(Отрывок)
____

Вряд ли это были прозорливые карьеристы. Молодых людей притягивала личность изгнанницы. Жаль, что последняя королева из династии Тюдоров, тонко и блистательно сыгравшая свою молодость — до и вскоре после рождения великого барда, — а потом сносно игравшая зрелость, жаль, что она ко времени Шекспировой зрелости обзавелась классическим, как мне представляется, комплексом стареющей премьерши. Но, чем более востребованной становилась лесть, тем ниже была вероятность, что Шекспир станет воспевать Елизавету, даже умершую. Понадобилось десятилетие и разочарование (надо полагать, сокрушительное) в первом короле из династии Стюартов, чтобы в финале «Генриха VIII» мог появиться энтузиастический монолог Кранмера о новорождённой второй дочери монарха. Н.И. Балашов назвал речь архиепископа гимном Елизавете и обратил особое внимание на одну строку из неё (Тм.): «Как девственница Феникс, чудо-птица...» Напомню: автор «Слова в защиту» соглашался с версией А. Гросарта о стихотворении «Феникс и Голубь». Это, мол, текст про Елизавету I и графа Эссекса: «То, что было в стихотворении — в миноре, в драме 1612 года переложено на мажор». У меня есть замечание. Нарицательным «robin» в английском языке можно назвать малиновку или дрозда, и примерно пятью годами раньше сам Эссекс написал о пении прозываемой так птицы в элегических стихах. Шекспир любил отсылать к чужим образам, пересоздавая их с помощью синонимов. Если бы ему требовалось намекнуть на погибшего фаворита по имени Робин, можно было упомянуть в «Феникс и Голубе» либо птицу «thrush» — дрозда, либо птицу «redbreast» — малиновку. Но этого не требовалось... Перескажу ещё одну историю, которая началась ровно за пять лет до рождения Шекспира (если верить, что он родился 23 апреля, в день святого Георгия, покровителя Англии). В 1559 году первый из фаворитов королевы, Роберт Дадли, тогда ещё не граф Лейстер, был произведён в кавалеры ордена Подвязки и получил медальон с изображением св. Георгия на роскошной золотой цепи. Этот эпизод (Д.)

____

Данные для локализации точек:

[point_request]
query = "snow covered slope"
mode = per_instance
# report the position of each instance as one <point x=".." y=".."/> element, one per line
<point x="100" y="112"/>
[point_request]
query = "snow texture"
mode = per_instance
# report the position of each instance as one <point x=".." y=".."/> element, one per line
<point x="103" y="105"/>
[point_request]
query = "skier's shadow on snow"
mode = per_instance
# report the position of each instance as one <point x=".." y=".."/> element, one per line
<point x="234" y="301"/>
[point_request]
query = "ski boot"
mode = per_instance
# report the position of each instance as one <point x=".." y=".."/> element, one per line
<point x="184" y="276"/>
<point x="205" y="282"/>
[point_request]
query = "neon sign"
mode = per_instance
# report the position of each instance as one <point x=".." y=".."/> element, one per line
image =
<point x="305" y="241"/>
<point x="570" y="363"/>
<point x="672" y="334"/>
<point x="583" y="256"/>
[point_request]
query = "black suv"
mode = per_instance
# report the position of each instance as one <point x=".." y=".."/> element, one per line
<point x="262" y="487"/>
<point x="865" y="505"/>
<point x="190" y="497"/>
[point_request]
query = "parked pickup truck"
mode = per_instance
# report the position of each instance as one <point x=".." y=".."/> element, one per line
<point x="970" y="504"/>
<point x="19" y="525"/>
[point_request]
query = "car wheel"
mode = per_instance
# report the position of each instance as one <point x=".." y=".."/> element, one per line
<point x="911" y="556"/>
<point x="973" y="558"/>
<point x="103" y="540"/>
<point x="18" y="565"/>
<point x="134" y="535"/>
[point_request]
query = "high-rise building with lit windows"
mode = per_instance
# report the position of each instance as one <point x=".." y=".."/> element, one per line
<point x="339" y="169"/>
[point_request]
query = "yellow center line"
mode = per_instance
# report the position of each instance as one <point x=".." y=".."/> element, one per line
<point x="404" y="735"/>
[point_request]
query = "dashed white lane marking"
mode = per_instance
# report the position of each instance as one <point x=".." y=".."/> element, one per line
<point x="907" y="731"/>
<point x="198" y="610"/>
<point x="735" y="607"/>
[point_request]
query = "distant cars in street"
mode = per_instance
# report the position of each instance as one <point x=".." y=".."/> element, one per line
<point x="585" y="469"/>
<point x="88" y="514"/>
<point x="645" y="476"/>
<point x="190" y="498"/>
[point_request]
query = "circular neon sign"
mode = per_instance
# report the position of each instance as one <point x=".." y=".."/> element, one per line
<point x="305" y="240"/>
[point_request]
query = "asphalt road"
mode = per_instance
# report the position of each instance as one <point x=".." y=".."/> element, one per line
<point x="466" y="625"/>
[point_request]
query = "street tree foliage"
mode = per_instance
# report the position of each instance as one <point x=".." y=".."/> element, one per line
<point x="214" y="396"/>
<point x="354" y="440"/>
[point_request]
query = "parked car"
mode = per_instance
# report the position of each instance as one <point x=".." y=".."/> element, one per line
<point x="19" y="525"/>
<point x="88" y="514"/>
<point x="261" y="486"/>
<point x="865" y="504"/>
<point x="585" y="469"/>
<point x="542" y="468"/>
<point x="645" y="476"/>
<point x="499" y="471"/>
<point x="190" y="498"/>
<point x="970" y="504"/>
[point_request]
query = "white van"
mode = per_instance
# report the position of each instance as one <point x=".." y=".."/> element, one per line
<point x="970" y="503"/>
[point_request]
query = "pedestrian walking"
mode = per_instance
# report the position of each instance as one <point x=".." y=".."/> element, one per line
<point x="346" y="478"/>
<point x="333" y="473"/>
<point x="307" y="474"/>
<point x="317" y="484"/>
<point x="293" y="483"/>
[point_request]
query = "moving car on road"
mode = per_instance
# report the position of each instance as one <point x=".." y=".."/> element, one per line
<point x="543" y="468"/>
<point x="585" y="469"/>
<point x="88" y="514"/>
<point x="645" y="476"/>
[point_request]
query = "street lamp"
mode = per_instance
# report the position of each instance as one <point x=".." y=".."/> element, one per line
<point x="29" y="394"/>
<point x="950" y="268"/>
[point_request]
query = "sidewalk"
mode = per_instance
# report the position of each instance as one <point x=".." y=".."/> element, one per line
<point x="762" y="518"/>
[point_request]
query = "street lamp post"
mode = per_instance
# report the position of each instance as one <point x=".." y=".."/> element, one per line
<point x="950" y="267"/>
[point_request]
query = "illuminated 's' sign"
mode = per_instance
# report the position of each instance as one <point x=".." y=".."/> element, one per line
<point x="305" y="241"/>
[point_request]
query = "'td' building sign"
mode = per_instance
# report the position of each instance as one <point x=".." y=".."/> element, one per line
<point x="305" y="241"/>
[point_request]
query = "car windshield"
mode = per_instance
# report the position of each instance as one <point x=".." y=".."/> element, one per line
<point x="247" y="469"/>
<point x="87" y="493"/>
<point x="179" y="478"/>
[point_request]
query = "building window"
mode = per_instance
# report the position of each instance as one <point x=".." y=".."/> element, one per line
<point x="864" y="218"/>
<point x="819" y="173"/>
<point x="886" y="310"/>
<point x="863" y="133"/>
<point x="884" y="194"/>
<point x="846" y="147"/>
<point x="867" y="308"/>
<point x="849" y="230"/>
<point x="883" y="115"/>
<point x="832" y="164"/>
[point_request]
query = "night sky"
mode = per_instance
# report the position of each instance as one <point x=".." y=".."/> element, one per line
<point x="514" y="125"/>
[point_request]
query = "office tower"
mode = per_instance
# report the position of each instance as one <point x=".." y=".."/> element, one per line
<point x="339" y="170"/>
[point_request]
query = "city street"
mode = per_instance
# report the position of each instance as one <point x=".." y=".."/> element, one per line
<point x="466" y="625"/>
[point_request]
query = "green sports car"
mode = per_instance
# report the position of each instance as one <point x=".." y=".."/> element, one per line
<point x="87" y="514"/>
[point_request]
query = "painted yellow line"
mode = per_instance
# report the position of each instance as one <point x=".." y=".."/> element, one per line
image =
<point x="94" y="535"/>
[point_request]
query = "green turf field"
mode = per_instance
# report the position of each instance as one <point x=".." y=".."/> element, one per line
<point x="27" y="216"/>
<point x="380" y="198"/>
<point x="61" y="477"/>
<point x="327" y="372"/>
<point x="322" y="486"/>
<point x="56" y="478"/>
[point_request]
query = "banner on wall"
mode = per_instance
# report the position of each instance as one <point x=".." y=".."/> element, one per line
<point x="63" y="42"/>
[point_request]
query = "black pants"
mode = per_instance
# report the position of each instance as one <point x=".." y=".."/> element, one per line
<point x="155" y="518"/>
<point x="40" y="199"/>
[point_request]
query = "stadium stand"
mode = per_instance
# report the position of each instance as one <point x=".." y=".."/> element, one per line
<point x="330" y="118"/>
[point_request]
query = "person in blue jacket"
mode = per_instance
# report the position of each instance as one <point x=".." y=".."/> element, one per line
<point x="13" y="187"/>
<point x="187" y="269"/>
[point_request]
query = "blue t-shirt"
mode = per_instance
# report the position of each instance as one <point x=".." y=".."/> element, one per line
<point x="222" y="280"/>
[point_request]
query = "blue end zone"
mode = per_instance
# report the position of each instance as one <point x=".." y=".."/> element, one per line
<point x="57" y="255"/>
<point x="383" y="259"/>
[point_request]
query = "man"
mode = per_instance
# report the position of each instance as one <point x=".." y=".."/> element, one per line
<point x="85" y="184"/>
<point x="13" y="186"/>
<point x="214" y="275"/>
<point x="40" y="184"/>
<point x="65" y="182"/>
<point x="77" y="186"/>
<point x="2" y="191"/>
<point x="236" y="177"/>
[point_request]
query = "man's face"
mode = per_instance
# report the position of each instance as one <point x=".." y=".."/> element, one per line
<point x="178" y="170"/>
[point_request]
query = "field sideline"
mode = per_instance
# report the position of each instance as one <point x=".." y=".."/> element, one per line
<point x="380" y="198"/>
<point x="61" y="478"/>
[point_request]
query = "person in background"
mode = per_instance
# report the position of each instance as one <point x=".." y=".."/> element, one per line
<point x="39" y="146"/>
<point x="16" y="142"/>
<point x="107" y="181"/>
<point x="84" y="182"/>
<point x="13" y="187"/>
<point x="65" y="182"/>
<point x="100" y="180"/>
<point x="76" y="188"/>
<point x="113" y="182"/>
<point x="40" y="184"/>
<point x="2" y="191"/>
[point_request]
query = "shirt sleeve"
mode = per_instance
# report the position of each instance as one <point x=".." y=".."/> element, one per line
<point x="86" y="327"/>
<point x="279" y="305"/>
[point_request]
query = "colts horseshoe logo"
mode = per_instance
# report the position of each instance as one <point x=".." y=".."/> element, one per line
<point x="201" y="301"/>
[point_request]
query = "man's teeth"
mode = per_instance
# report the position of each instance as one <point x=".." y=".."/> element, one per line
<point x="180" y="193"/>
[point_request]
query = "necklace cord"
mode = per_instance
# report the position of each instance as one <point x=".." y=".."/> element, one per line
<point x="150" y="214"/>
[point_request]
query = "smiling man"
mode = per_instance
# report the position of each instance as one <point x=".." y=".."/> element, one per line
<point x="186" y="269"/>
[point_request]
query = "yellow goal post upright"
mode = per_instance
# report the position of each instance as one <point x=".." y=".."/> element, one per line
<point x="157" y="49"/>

____

Ответьте по отрывку на три вопроса:
1. Как Н.И. Балашов назвал речь архиепископа Кранмера?
2. В каком году Роберт Дадли был произведён в кавалеры ордена Подвязки?
3. Какие два английских названия птиц автор приводит как слова, которыми Шекспир мог бы намекнуть на фаворита по имени Робин?

1. Гимном Елизавете.
2. В 1559 году.
3. «thrush» (дрозд) и «redbreast» (малиновка).